# Exercise instructions
Print the complete set of entries exactly.

***

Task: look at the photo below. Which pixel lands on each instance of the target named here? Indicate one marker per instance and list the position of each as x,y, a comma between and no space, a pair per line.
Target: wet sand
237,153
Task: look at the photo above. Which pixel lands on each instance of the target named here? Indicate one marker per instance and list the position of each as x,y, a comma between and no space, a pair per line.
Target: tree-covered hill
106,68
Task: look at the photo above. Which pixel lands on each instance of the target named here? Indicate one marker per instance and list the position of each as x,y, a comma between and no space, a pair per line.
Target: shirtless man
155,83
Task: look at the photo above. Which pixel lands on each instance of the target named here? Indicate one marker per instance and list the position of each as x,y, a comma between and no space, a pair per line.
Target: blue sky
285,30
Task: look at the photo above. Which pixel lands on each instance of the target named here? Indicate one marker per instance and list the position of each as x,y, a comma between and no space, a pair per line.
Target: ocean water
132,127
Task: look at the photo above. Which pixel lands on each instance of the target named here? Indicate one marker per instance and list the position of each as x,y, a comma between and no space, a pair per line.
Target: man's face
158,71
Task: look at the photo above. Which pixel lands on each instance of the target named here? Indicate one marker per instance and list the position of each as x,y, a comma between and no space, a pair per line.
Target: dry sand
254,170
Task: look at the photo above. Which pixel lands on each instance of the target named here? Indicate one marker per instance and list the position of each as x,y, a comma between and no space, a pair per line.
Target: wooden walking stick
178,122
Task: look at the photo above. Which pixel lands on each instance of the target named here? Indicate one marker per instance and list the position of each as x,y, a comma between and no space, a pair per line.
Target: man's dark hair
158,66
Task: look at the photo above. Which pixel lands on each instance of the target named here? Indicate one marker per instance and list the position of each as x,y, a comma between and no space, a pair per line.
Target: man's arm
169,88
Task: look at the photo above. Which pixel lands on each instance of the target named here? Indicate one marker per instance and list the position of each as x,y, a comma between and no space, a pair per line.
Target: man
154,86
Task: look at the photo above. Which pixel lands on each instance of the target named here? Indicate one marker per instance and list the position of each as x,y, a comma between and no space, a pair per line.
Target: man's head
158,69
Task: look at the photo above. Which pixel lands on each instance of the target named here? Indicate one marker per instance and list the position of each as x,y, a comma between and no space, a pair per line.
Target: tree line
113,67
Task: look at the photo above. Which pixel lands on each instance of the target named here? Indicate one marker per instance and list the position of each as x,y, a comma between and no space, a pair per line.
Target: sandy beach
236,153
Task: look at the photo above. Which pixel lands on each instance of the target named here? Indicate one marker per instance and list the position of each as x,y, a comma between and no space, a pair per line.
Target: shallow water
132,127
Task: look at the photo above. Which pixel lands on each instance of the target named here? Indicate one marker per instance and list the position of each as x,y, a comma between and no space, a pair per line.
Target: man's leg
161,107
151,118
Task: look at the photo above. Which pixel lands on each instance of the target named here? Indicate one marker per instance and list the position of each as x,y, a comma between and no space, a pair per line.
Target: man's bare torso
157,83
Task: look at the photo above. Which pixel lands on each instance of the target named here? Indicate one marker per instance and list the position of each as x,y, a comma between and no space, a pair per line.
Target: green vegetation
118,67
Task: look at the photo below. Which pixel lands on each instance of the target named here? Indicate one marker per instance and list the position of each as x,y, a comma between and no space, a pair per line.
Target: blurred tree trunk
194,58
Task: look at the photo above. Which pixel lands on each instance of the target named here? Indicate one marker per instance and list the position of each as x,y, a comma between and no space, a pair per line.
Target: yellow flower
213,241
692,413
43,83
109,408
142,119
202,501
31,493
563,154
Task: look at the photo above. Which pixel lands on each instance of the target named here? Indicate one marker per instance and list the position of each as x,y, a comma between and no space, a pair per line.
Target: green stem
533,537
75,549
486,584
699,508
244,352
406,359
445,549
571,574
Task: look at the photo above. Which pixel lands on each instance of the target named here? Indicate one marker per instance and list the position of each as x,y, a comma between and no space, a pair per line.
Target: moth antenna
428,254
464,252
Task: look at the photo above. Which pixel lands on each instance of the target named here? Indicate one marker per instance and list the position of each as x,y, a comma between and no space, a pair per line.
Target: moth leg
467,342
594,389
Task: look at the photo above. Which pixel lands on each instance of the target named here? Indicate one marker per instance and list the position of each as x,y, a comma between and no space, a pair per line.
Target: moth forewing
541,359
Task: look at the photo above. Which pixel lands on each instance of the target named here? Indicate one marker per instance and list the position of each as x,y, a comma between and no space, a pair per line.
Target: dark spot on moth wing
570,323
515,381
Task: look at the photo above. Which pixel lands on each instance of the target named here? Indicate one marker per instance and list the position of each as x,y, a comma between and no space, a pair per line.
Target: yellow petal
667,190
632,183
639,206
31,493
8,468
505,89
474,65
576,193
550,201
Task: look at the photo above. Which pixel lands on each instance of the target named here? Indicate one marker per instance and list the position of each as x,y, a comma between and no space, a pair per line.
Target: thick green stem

***

# Answer to the problem
Task: look at the photo below. Which pixel lands on each instance of the target named here? Indicate one marker per instance and list the position of each as x,y, a comma between and no space, a pair per line.
Target: wet sand
237,153
Task: look at the photo above. Which pixel lands on each instance of the target named here? Indicate one marker per instance and list the position of each as x,y, a comma between and no space, a pair per line.
Target: tree-covered hill
106,68
Task: look at the photo above. Which pixel lands on each instance of the target named here? Indicate one marker per instance and list the position of each as x,y, a comma between and no space, a pair per line.
Target: shirtless man
155,83
Task: look at the photo above. Which pixel lands on each instance of the target named here? Indicate one marker per instance and list the position of each as x,y, a comma between and no space, a pair per line.
Target: blue sky
285,30
Task: look at the photo above. Which pixel lands on each instance of the target named here? Indicate one marker per instance and list the position of each as x,y, a comma between and no space, a pair per line.
Target: ocean water
132,127
Task: look at the photo above. Which pixel lands on each instance of the target named here? Indicate one marker per instance and list the position of each as x,y, a comma between and no space, a pair per line.
Target: man's face
158,71
Task: look at the photo above. Which pixel lands on each instance of the target named here? Indicate one marker per instance and list the position of each as x,y, a comma between and no space, a pair per line.
Target: dry sand
254,170
Task: look at the photo above. Which pixel lands on each instance of the target named here? Indicate one marker per instance and list the position of each as x,y, a comma between and no space, a pair per line.
Target: wooden walking stick
178,122
Task: look at the photo above. Which pixel lands on each instance of the target named here? Indicate one marker per instance and list the position of each as x,y, a comma between and no space, a pair per line.
Target: man's dark hair
158,66
Task: look at the photo above. Which pixel lands on each instance of the target named here? Indicate one marker per instance and list the position of each as x,y, a comma between and no space, a pair per line.
Target: man's arm
169,88
Task: look at the photo above. Which pixel lands on each instance of the target named here? Indicate one marker per instance and list the position of each as x,y, a comma between and no space, a pair per line.
Target: man
154,86
Task: look at the photo above. Which pixel lands on each instance of the target named here? Indicate one marker per instance and list the position of each as x,y, a comma between and no space, a pair per line.
Target: man's head
158,69
Task: look at the photo above. Which pixel lands on each instance of the target named here? Indicate one marker per instance and list the position of each as x,y, a comma between and no space, a pair per line.
Target: tree line
113,67
Task: look at the photo above. Which pixel lands on each instance of the target named here? Indicate one marker per instance and list the position of each as x,y, a comma between and no space, a pair per line.
Target: sandy beach
236,153
Task: look at the photo above. Which pixel lands on each instance of the target named here? Indicate one marker per instance and list the position of each as x,y, a comma between and no space, a pair per line.
Target: shallow water
132,127
Task: look at the photo above. Which pixel lands on each instance of the target named here? Indicate one marker per instance and list the position of each as x,y, a comma between and no space, a pair per line.
Target: man's leg
161,107
151,118
Task: look at the photo above. Which pixel lands on each instance of the target named here? Indicate one marker per instance and list the position of each as x,y, a comma between and no space, a pair per line.
Target: man's bare torso
157,83
Task: look at the photo above. Which pixel lands on each instance of the target named here? Indicate one marker per instance and list the position of each as x,y, a comma between and no space, a pair per line.
Target: green vegetation
118,67
Task: look at the photo below. Which pixel lands on each instance of the target named here? Indicate one marker per instance and list the position of each as x,y, a comma between and no space, a pair per line.
Target: blurred tree trunk
194,58
Task: look at the photo above. Which pixel lands on each instance of the target named here? Indicate one marker per instance and list the position of each as x,y, a comma between and no space, a pair per line.
Target: yellow flower
213,241
692,413
43,83
109,408
142,119
202,501
31,493
563,154
Task: look at the photo above. Which pixel lands on each instance of the target named here? Indicate one marker per instance and list the position of each as x,y, a comma between and no space, a pair per line.
Target: green stem
533,537
75,549
486,584
699,508
244,352
406,359
445,549
571,574
Task: look at the photo above. Which pixel lands on each instance of the target named here? Indicate one marker per instance and list the position of each as x,y, a comma between and no space, a pair per line.
Target: moth antenna
428,254
464,252
Task: look at the photo above. Which pixel lands on each instance of the target named here? Indicate one marker per instance and list the position of each as x,y, a comma between and no space, a pair per line.
Target: moth leg
467,342
594,389
Task: look at the photo above. Which pixel lands on each instance of the target named here? Indicate one marker per instance and list the position of each as x,y, a comma between and no space, a pair per line.
Target: moth forewing
541,359
Task: look at the photo above. Which pixel lands on each instance of the target named here? Indicate one marker per instance and list the position of each as x,y, a comma between and no space, a pair per line.
Target: dark spot on moth wing
570,323
515,381
Task: look at the photo above. Which pixel lands on each instance of the target named here? Indicate one marker per instance and list the position of each as x,y, a comma between and no space, a pair per line.
Target: yellow petal
667,190
632,183
639,206
31,493
8,468
505,89
474,65
576,193
550,201
Task: look at the photo above. Which pixel lands on each instance of the target named here? Indicate one marker per instance and list the position of each as x,y, a comma between and no space, a pair per line.
Target: thick green stem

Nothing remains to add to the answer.